__Exercise details__
Write out the listing below word for word, but leave out the pictures.

__Data shown__
▼▼▼
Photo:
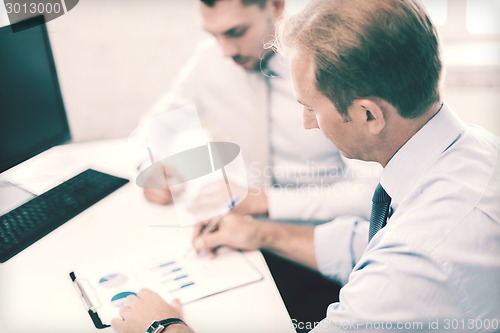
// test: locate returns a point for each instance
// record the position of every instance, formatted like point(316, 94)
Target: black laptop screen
point(32, 115)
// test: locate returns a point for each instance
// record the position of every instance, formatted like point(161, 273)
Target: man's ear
point(278, 7)
point(371, 113)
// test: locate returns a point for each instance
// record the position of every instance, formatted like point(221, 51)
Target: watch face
▲▲▲
__Task answer__
Photo:
// test: locate returns a point for each instance
// record the position of every instance, formatted like point(316, 94)
Target: black laptop screen
point(32, 115)
// test: locate returns a point for each instance
// record the position of every instance, formatted like point(161, 273)
Target: man's ear
point(278, 7)
point(371, 113)
// test: locate returns a point for each instance
// record the position of every instance, formatted like point(221, 51)
Target: watch face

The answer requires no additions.